(Beginning of Text for analysis)

I have been chasing the "liquid mercury" edge for a long time.

The fundamental secret is your very first stone.

Here you need to make damn sure that the bevel has been perfectly set/profiled in all aspects.

Also your final couple of strokes on your first stone must get progressively lighter & lighter until just the weight of the stone arm is working.

The above is very important - because as you move up with the finer grits, you loose "grinding" performance with each finer stone you use.

After your first stone, all subsequent stones are just "polishing" out the scratch pattern, NOT performing any real profiling/grinding, therefor many strokes at extreme light pressure is the way forward.

It is purely a time/patience based exercise.

The first most common mistake was trying to grind out spots on the blade with finer stones, because my first stone was not perfectly finished.

Second most common error relates to stone flatness (especially when spritzing with poly diamond) - the stone wears very much faster and the resultant stone dishing presents a problem for the next "flat" stone in relation to consistent 100% full bevel contact - do not get carried away on one side of the blade every time you start a fresh stone - do like 2 passes & flip the blade (repeat) - this way you ensure more even contact between stone & bevel before the stone dishes on just one blade side.

I sometimes lap my stones twice during a "mirror" session for one knife.

Third common mistake - maintain & repeat EXACT blade position on the blade table - not doing this results in different contact areas on the blade which puts you back to common mistake one.

Fourth common mistake is tolerance levels/play/precision in the actual equipment - eliminate it if at all possible - use the drill stop collar/angle cube & angle degree upgrade arm.

(End of Text for analysis)
(Beginning of Entries provided)

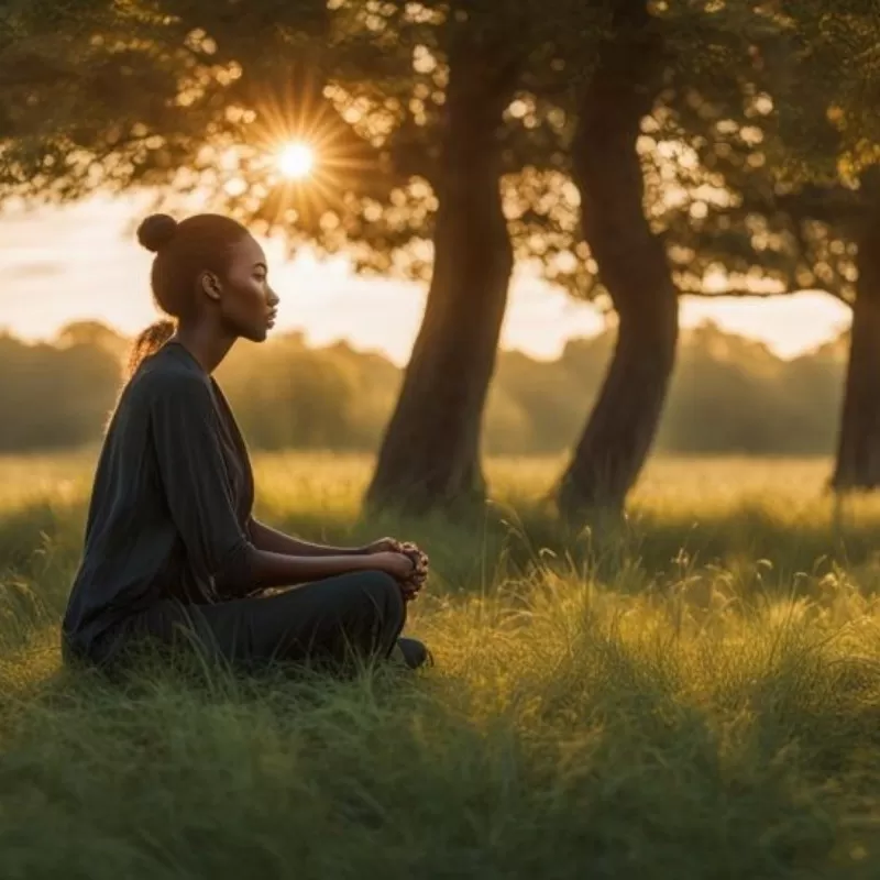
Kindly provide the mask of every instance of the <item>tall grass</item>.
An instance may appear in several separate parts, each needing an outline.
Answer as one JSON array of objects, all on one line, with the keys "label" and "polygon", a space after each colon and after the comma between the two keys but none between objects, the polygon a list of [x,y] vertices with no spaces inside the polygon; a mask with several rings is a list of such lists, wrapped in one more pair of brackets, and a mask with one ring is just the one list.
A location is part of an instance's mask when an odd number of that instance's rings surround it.
[{"label": "tall grass", "polygon": [[880,876],[880,505],[823,462],[658,461],[570,535],[559,464],[493,461],[475,527],[362,521],[362,458],[261,458],[265,519],[425,544],[438,666],[111,685],[57,651],[89,455],[0,461],[0,876]]}]

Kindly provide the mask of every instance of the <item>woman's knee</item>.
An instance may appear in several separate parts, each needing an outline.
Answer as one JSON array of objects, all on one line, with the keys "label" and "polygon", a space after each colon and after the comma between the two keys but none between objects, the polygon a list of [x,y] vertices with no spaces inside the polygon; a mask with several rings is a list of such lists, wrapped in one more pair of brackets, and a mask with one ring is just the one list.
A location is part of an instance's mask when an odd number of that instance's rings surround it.
[{"label": "woman's knee", "polygon": [[384,571],[367,571],[361,575],[360,588],[385,617],[403,624],[406,616],[404,592],[397,579]]}]

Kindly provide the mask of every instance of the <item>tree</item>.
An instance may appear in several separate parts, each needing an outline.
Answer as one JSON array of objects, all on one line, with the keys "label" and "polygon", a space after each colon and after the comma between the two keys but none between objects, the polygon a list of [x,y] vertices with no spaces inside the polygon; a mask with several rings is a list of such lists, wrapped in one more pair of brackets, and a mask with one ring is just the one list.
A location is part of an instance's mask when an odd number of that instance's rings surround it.
[{"label": "tree", "polygon": [[[296,224],[295,240],[351,249],[362,268],[418,276],[430,263],[369,499],[422,510],[480,497],[482,411],[514,262],[499,187],[521,167],[505,110],[536,66],[552,69],[560,44],[587,51],[603,6],[16,3],[21,38],[0,72],[0,183],[57,199],[196,193],[267,229]],[[321,142],[310,190],[268,161],[293,136]]]},{"label": "tree", "polygon": [[[653,442],[674,365],[678,295],[686,278],[675,265],[681,245],[657,215],[671,191],[691,200],[712,170],[697,153],[691,179],[682,177],[676,163],[663,163],[660,141],[667,139],[662,145],[680,160],[686,135],[670,123],[678,105],[698,90],[704,94],[695,105],[704,117],[707,106],[714,114],[743,106],[744,74],[762,33],[750,4],[614,4],[598,66],[581,94],[572,169],[584,237],[618,330],[605,382],[559,486],[560,509],[571,522],[592,510],[623,508]],[[714,146],[705,118],[697,129],[702,143]],[[660,135],[652,142],[659,155],[641,148],[648,132]],[[651,175],[652,164],[664,167]],[[686,239],[688,220],[679,219],[683,229],[676,231]]]},{"label": "tree", "polygon": [[[771,4],[772,38],[754,69],[751,119],[718,120],[749,134],[725,155],[729,197],[696,222],[669,217],[682,253],[716,270],[760,276],[776,290],[817,286],[853,308],[850,359],[832,485],[880,485],[880,183],[872,112],[880,94],[876,4]],[[681,120],[684,128],[693,120]],[[708,153],[708,155],[707,155]],[[698,262],[698,261],[697,261]],[[706,265],[703,262],[703,265]],[[693,280],[693,277],[691,278]],[[758,288],[752,286],[755,293]]]}]

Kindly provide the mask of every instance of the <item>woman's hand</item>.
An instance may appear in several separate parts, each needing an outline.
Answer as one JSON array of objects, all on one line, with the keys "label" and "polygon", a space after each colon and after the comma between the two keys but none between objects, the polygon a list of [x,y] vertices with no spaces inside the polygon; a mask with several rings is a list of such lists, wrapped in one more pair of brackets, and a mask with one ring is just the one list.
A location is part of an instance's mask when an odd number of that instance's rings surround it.
[{"label": "woman's hand", "polygon": [[428,554],[419,550],[415,543],[404,543],[402,551],[413,560],[413,573],[404,584],[404,597],[407,602],[416,598],[428,579]]},{"label": "woman's hand", "polygon": [[371,568],[384,571],[393,578],[396,578],[402,586],[416,571],[416,563],[406,553],[378,552],[372,553],[371,556]]}]

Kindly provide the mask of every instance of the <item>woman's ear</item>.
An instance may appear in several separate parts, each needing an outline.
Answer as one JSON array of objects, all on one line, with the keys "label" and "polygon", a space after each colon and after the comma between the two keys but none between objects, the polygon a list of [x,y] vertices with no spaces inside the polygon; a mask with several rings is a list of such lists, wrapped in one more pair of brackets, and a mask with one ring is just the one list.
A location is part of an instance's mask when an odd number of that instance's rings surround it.
[{"label": "woman's ear", "polygon": [[218,301],[220,299],[220,278],[213,272],[202,272],[199,276],[199,292]]}]

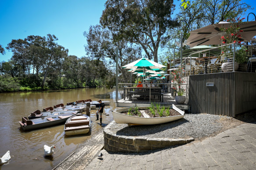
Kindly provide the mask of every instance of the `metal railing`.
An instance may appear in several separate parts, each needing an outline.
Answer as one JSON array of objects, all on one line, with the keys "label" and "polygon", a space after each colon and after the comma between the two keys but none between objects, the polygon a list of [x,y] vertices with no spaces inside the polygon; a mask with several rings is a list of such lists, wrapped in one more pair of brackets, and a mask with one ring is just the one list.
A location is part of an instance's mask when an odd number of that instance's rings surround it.
[{"label": "metal railing", "polygon": [[118,92],[121,94],[121,98],[124,101],[149,101],[149,103],[160,101],[164,95],[164,98],[169,97],[174,100],[178,95],[180,88],[184,90],[183,96],[186,96],[186,103],[188,102],[188,82],[181,84],[177,83],[142,83],[142,87],[137,87],[138,83],[119,83]]},{"label": "metal railing", "polygon": [[[203,57],[192,57],[202,53]],[[183,59],[178,68],[182,76],[223,72],[256,72],[256,48],[252,45],[233,43],[195,52]]]}]

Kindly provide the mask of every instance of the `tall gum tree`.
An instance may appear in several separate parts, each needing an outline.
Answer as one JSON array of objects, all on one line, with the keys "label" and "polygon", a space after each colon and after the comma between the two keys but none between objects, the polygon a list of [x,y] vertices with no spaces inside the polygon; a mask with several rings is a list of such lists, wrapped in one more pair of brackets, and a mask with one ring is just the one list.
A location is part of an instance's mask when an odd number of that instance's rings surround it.
[{"label": "tall gum tree", "polygon": [[43,79],[41,87],[43,87],[46,78],[51,71],[55,70],[55,64],[68,55],[68,50],[56,42],[58,38],[54,35],[48,34],[45,47],[45,55],[42,62]]},{"label": "tall gum tree", "polygon": [[85,32],[87,45],[85,46],[87,54],[93,59],[102,59],[109,66],[115,66],[116,48],[118,48],[118,69],[122,73],[122,81],[127,82],[128,73],[121,67],[141,56],[139,47],[131,46],[124,39],[116,40],[113,30],[103,28],[99,25],[91,26],[89,31]]},{"label": "tall gum tree", "polygon": [[108,0],[100,24],[114,32],[117,39],[139,45],[148,58],[158,62],[160,42],[168,42],[168,29],[178,23],[171,16],[173,0]]}]

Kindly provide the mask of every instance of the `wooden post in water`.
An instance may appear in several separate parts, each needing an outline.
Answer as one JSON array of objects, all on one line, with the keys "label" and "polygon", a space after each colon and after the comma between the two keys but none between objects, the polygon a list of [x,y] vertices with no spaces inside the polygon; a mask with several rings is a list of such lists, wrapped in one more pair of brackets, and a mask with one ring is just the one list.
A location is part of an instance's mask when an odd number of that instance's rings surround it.
[{"label": "wooden post in water", "polygon": [[88,116],[91,115],[91,103],[86,103],[86,115]]},{"label": "wooden post in water", "polygon": [[116,102],[117,102],[118,97],[118,47],[116,49],[117,58],[116,59]]}]

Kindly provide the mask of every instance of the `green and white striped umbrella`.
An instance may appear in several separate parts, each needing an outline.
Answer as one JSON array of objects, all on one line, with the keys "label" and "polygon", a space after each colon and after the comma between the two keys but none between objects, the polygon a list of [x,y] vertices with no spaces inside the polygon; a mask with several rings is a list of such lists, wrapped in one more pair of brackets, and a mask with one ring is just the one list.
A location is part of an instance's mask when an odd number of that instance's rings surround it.
[{"label": "green and white striped umbrella", "polygon": [[160,69],[166,66],[144,57],[122,66],[122,68],[128,69]]}]

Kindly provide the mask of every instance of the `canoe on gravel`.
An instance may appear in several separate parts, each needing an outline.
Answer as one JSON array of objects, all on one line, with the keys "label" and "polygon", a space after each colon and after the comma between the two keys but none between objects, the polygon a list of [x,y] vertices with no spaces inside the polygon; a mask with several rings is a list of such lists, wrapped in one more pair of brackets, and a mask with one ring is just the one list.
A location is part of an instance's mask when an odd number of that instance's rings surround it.
[{"label": "canoe on gravel", "polygon": [[[147,109],[148,108],[148,107],[139,107],[139,109]],[[124,108],[112,111],[112,114],[116,123],[136,125],[159,124],[180,119],[183,118],[185,116],[185,112],[177,108],[174,104],[172,105],[172,108],[181,114],[180,115],[160,118],[142,118],[121,113],[122,112],[128,111],[129,108]]]},{"label": "canoe on gravel", "polygon": [[68,118],[73,115],[74,114],[73,113],[68,113],[60,115],[44,117],[31,120],[28,120],[28,118],[22,117],[22,121],[19,121],[19,123],[21,127],[25,131],[33,130],[61,123],[64,124]]},{"label": "canoe on gravel", "polygon": [[91,127],[89,116],[82,114],[77,114],[68,118],[65,123],[64,131],[67,135],[88,133]]}]

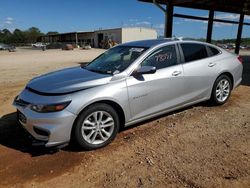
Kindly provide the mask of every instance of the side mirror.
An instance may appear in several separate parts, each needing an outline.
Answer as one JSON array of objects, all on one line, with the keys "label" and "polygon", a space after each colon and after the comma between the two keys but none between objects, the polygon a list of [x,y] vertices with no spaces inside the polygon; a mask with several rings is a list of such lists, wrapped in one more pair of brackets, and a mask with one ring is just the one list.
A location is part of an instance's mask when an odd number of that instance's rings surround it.
[{"label": "side mirror", "polygon": [[156,72],[156,67],[142,66],[139,69],[135,70],[133,75],[154,74],[155,72]]}]

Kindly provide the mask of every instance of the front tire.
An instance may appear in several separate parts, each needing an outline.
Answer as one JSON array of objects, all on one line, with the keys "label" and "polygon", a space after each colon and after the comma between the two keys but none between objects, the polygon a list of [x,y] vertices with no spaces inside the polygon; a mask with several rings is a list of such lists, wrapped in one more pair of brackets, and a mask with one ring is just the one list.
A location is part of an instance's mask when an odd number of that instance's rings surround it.
[{"label": "front tire", "polygon": [[119,126],[119,117],[114,108],[97,103],[87,107],[79,115],[72,136],[83,149],[98,149],[114,140]]},{"label": "front tire", "polygon": [[231,95],[231,90],[231,79],[227,75],[219,76],[214,83],[210,103],[213,105],[225,104]]}]

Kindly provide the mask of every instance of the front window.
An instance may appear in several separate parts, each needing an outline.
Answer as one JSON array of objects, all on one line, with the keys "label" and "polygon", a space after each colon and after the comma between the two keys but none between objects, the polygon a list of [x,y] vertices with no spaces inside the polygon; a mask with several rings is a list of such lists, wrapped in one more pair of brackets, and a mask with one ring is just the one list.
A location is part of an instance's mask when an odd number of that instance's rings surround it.
[{"label": "front window", "polygon": [[141,66],[153,66],[162,69],[177,65],[177,54],[175,45],[164,46],[153,52],[141,64]]},{"label": "front window", "polygon": [[128,68],[147,48],[117,46],[106,51],[85,68],[103,74],[118,74]]}]

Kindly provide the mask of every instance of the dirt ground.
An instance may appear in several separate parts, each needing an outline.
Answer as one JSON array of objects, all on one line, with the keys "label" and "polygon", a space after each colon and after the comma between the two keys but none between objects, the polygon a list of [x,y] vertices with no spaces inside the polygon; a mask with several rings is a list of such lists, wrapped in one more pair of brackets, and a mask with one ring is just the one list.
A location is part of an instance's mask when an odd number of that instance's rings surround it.
[{"label": "dirt ground", "polygon": [[13,98],[32,77],[103,50],[0,51],[0,187],[250,187],[250,56],[220,107],[201,103],[120,132],[109,146],[32,148]]}]

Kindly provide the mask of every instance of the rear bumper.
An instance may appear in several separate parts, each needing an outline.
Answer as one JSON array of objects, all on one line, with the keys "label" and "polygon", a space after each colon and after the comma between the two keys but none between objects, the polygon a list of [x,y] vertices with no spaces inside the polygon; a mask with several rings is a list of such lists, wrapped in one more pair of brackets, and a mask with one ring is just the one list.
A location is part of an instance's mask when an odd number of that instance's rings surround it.
[{"label": "rear bumper", "polygon": [[53,113],[37,113],[28,107],[13,104],[18,110],[18,120],[32,136],[34,146],[53,147],[70,141],[76,115],[67,110]]}]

(End of Entries provided)

Task description: Please continue the knife-sharpening notes on getting a mirror edge, picking up after the last sentence about the fourth common mistake.

Final answer:
Lastly, take your time - put your heart in it - CONCENTRATE ON EACH stroke!

I am still practicing to achieve that ultimate, perfect mirror bevel - it is a slow process though......

Enjoy.

Rookie.

Thanks for the Tips!
 
Getting a great/flawless mirror edge is also dependent on the steel used; some take a far better shine than others.

Here are a few suggestions that I've found worked for me.

* Use ONLY as aggressive a stone as you need. In other words, try your 400 grit stones as the starting point instead of the 100's. If the 400's aren't taking enough off, then drop to the 200's. Remember: the coarser the stone, the deeper the scratches. It takes MUCH more time to remove a scratch than it does to avoid making one.

* Like MadRookie stated, using progressively LESS pressure as you work the edge with a stone really adds to the final finish. Once you set the bevel, you are just trying to remove the scratches from the previous grit. You can still leave some pretty good sized scratches with the higher grits if you use too much pressure. Let the stones do the work!

* Work the edge until ALL the scratches from the previous grit are gone. There is no magic/minimum number of strokes. You are not finished until the previous grit scratches are gone.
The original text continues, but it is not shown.